_BRIEF_
Reproduce all of the listing below without alteration.

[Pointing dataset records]
-------

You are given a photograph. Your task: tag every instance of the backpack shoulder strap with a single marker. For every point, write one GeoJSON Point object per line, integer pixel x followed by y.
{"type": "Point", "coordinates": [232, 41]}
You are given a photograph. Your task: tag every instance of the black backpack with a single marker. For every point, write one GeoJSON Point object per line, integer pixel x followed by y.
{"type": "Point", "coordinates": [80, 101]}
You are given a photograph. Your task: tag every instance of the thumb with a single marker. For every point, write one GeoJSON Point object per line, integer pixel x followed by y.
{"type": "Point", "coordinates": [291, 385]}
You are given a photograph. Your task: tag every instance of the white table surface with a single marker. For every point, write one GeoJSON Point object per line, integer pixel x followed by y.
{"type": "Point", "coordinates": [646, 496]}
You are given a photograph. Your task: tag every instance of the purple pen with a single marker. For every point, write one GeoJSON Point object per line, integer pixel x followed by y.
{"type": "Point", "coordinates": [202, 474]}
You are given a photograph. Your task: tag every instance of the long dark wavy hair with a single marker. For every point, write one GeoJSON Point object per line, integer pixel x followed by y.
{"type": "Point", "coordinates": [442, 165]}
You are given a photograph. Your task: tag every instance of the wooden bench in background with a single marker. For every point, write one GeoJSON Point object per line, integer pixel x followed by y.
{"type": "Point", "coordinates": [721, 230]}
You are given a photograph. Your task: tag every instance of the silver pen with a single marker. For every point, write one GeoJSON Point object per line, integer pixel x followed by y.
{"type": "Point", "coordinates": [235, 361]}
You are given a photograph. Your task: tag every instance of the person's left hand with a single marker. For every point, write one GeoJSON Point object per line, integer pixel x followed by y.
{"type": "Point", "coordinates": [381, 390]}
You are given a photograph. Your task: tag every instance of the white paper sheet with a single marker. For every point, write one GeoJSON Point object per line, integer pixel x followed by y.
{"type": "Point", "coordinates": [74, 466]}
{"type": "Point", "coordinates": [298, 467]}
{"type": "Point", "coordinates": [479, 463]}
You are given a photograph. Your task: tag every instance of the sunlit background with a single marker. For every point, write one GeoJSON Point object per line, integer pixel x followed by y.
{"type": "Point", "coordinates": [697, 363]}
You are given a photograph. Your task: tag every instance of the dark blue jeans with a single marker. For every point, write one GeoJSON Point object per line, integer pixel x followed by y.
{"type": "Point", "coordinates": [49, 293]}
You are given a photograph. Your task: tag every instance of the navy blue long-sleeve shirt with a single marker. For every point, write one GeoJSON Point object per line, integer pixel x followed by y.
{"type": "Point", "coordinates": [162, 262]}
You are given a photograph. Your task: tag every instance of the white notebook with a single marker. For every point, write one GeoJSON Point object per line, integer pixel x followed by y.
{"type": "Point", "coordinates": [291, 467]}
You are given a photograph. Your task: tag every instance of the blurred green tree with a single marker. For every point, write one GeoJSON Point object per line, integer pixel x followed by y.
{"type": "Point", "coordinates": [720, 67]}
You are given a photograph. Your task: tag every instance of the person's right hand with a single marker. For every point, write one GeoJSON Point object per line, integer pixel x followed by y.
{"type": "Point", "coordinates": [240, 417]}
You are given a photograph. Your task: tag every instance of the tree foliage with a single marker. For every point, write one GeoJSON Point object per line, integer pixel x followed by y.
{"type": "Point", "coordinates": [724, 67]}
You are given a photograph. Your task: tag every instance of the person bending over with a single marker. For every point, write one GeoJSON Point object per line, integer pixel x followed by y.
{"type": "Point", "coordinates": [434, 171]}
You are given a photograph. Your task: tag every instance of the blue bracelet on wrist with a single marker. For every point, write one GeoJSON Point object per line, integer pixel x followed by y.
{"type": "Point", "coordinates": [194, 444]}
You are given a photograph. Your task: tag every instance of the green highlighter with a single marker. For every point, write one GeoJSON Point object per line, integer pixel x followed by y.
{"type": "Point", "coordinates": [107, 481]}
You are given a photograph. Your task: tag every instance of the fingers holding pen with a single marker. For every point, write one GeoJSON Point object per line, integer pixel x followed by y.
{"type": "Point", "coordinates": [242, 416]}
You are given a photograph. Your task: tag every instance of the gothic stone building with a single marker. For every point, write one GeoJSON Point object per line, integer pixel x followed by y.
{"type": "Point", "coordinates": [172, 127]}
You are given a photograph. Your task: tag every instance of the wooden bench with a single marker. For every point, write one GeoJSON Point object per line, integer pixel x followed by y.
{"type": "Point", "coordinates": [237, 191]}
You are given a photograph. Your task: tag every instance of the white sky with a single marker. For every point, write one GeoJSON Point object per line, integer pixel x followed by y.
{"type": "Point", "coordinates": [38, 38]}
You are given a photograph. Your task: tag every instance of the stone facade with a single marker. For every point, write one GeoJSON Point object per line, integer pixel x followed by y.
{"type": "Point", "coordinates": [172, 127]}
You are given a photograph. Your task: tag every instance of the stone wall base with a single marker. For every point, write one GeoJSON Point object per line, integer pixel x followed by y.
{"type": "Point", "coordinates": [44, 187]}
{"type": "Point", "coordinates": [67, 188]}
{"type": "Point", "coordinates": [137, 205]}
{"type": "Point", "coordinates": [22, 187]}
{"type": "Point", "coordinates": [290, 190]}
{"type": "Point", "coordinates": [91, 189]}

-------

_FULL SOLUTION_
You are given a photograph. Your task: tag every instance of the backpack shoulder strap with a single marker. For every point, write one GeoJSON Point object per line, integer pixel x followed by y.
{"type": "Point", "coordinates": [232, 41]}
You are given a photograph. Your task: tag every instance of the black backpack with a single marker. For every point, write one GeoJSON Point object per line, integer pixel x followed by y.
{"type": "Point", "coordinates": [80, 101]}
You are given a photograph. Your task: tag every instance of the thumb with a single marker. For every point, write one GeoJSON Point object per line, integer pixel x followed by y.
{"type": "Point", "coordinates": [291, 385]}
You are given a photograph. Your task: tag every instance of the white table surface with a single marker. For every point, write one GeoJSON Point object per line, integer pixel x followed by y.
{"type": "Point", "coordinates": [646, 496]}
You are given a photograph. Your task: tag every instance of the purple pen with a single marker. For every point, write one GeoJSON Point object per line, integer pixel x followed by y.
{"type": "Point", "coordinates": [202, 474]}
You are given a photograph. Your task: tag every instance of the long dark wavy hair with a single marker. For every point, write one GeoJSON Point object per line, integer pixel x followed by y.
{"type": "Point", "coordinates": [442, 165]}
You are given a photograph. Your task: tag every instance of the wooden bench in background with a single marker. For every point, write one GeoJSON Point object per line, integer pixel x followed by y.
{"type": "Point", "coordinates": [721, 230]}
You are given a photograph. Your task: tag every instance of the silver pen with a single marker. For every point, write one GeoJSON Point object per line, integer pixel x followed by y.
{"type": "Point", "coordinates": [235, 361]}
You are given a photograph. Your task: tag every instance of the person's left hand with a single marker. For every point, write one GeoJSON Point object per line, integer pixel x followed by y.
{"type": "Point", "coordinates": [381, 390]}
You are given a photograph. Your task: tag every instance of the white paper sheet with a single marker. For every point, write one GeoJSON Point object per line, integer pixel x followed by y.
{"type": "Point", "coordinates": [74, 466]}
{"type": "Point", "coordinates": [298, 467]}
{"type": "Point", "coordinates": [479, 463]}
You are given a photograph. Your task: tag every instance of the sunlit background with a single marker. For every point, write one GeoJSON Point object per line, integer pixel x followed by y.
{"type": "Point", "coordinates": [697, 363]}
You are given a photograph. Your task: tag every instance of the dark blue jeans with a single marker. For every point, write one GeoJSON Point object per line, integer pixel x followed by y.
{"type": "Point", "coordinates": [49, 293]}
You are given a photograph. Your task: tag every instance of the navy blue long-sleeve shirt with a single marker. For every point, write one GeoJSON Point object per line, integer pixel x followed by y.
{"type": "Point", "coordinates": [162, 262]}
You are given a photograph. Your task: tag every instance of the white notebook with a single marker. For every point, write one GeoJSON Point object per line, integer pixel x followed by y.
{"type": "Point", "coordinates": [291, 467]}
You are given a photograph. Your task: tag every instance of the blurred green tree with a single marker. For every point, write one GeoJSON Point object per line, integer pixel x followed by y.
{"type": "Point", "coordinates": [720, 67]}
You are given a photograph. Your task: tag every instance of the person's right hand with a single marker. For every point, write one GeoJSON Point object per line, integer pixel x followed by y.
{"type": "Point", "coordinates": [240, 417]}
You are given a photograph. Your task: tag every instance of the tree foliage with a single marker. For every point, write one GeoJSON Point object per line, integer pixel x followed by y.
{"type": "Point", "coordinates": [724, 67]}
You are given a photograph. Your task: tag every instance of the person bending over with a single marker. For every point, write one GeoJSON Point object per line, integer pixel x followed by y.
{"type": "Point", "coordinates": [434, 171]}
You are given a photograph. Your task: tag every instance of the blue bracelet on wrist with a single marker. For every point, write one GeoJSON Point object per line, integer pixel x followed by y.
{"type": "Point", "coordinates": [194, 444]}
You are given a photograph. Your task: tag every instance of the green highlighter with a single marker. For every point, write one GeoJSON Point object per line, integer pixel x followed by y.
{"type": "Point", "coordinates": [107, 481]}
You are given a photograph. Your task: tag every instance of the fingers holding pen with a single marker. For every point, write one GeoJSON Point object per line, integer pixel x followed by y.
{"type": "Point", "coordinates": [242, 416]}
You are given a photograph. Your task: tag every instance of the gothic stone building with a single marker. For every point, write one GeoJSON Point object per line, integer pixel x followed by y.
{"type": "Point", "coordinates": [172, 127]}
You are given a photograph. Your task: tag every instance of the wooden bench with a single marker. For every point, write one GeoJSON Point object per line, integer pixel x followed by y.
{"type": "Point", "coordinates": [237, 191]}
You are given a photograph. Your task: tag every instance of the white sky with a single marker. For every point, write one GeoJSON Point object per line, integer pixel x followed by y.
{"type": "Point", "coordinates": [38, 38]}
You are given a photograph. Your task: tag every instance of the stone facade with a single marker. For every point, write one GeoJSON Point object per line, integer pixel x followed by y.
{"type": "Point", "coordinates": [172, 127]}
You are given a photograph. Your task: tag every instance of the stone wall base with a single marker. For every point, write one GeoJSON Point object per line, integer pixel x followed by y.
{"type": "Point", "coordinates": [44, 187]}
{"type": "Point", "coordinates": [67, 188]}
{"type": "Point", "coordinates": [137, 205]}
{"type": "Point", "coordinates": [22, 187]}
{"type": "Point", "coordinates": [290, 190]}
{"type": "Point", "coordinates": [91, 189]}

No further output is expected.